What you will do> Summarize the text on FMA instruction sequences below in two sentences.
— Start of Extract —
On SkyLake(CPUs with AVX512) both version of LOOP1 (with and without FMA) would
work the same time because the latency of ADD is equal to latency of FMA there.

Example2:
The same problem still can be easily reproduced on SkyLake even though the
latencies of MUL/ADD/FMA are all equal there:

// LOOP2
for (unsigned i = 0; i < N; i++) {
  accu = a[i] * b + c[i] * d + accu;
}

There may be at least 3 different sequences for the LOOP2:
S1: 2xFMAs: ACCU = FMA(a[i],b,FMA(c[i],d,ACCU); LATENCY = 2xLAT(FMA) = 2*4
S2: 0xFMAs: ACCU = ADD(ADD(MUL(a[i],b),MUL(c[i],d)),ACCU) LATENCY = 2xLAT(ADD) = 2*4
S3: 1xFMA: ACCU = ADD(ACCU, FMA(a[i],b,MUL(c[i]*d))) // LATENCY = 1xLAT(ADD) = 4

In (S3) the MUL and FMA operations do not add anything to the latency of the whole expression
because Out-Of-Order CPU has enough execution units to prepare the results of MUL and FMA
before they are ready to be consumed by ADD.
So (S3) would be about 2 times faster on SkyLake and up to 3.3 times faster on Haswell.

Example3:
It shows that the heuristics that could be implemented for Example1 and Example2
may be wrong if applied without the whole loop analysis.

// LOOP3
for (unsigned i = 0; i < N; i++) {
  accu1 = a1[i] * b + c1[i] * d + accu1;
  accu2 = a2[i] * b + c2[i] * d + accu2;
  accu3 = a3[i] * b + c3[i] * d + accu3;
  accu4 = a4[i] * b + c4[i] * d + accu4;
  accu5 = a5[i] * b + c5[i] * d + accu5;
  accu6 = a6[i] * b + c6[i] * d + accu6;
  accu7 = a7[i] * b + c7[i] * d + accu7;
  accu8 = a8[i] * b + c8[i] * d + accu8;
}

This loop must be tuned for throughput because there are many independent DAGs
putting high pressure on the CPU execution units.
The sequence (S1) from example2 is the best solution for all accumulators in LOOP3:
"ACCUi = FMA(ai[i] * b, FMA(ci[i] * d, ACCUi)".
It works faster because the loop is bounded by throughput.

On SkyLake:

T = approximate throughput of the loop counted in clock-ticks = 
  N * 16 operations / 2 execution units = N*8
L = latency of the loop = 
  N * 2*Lat(FMA) = N*2*4 = N*8

The time spent in such loop is MAX(L,T) = MAX(N*8, N*8).
— End of Extract —
— Start of Source excerpt —
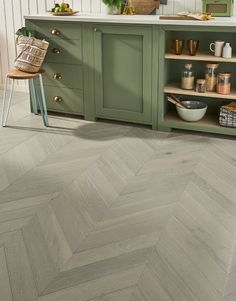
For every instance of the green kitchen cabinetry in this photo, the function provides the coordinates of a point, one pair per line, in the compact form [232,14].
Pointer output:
[63,78]
[123,72]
— End of Source excerpt —
Response to the task> For a loop that computes accu = a[i] * b + c[i] * d + accu, the sequence with one FMA and one final ADD has a latency of only one ADD, because the out-of-order CPU prepares the MUL and FMA results before the ADD consumes them, so it runs about 2 times faster on SkyLake and up to 3.3 times faster on Haswell. In a loop with eight independent accumulators, however, the sequence with two FMAs is best because the loop is bounded by throughput, which shows that such heuristics may be wrong if applied without analysis of the whole loop.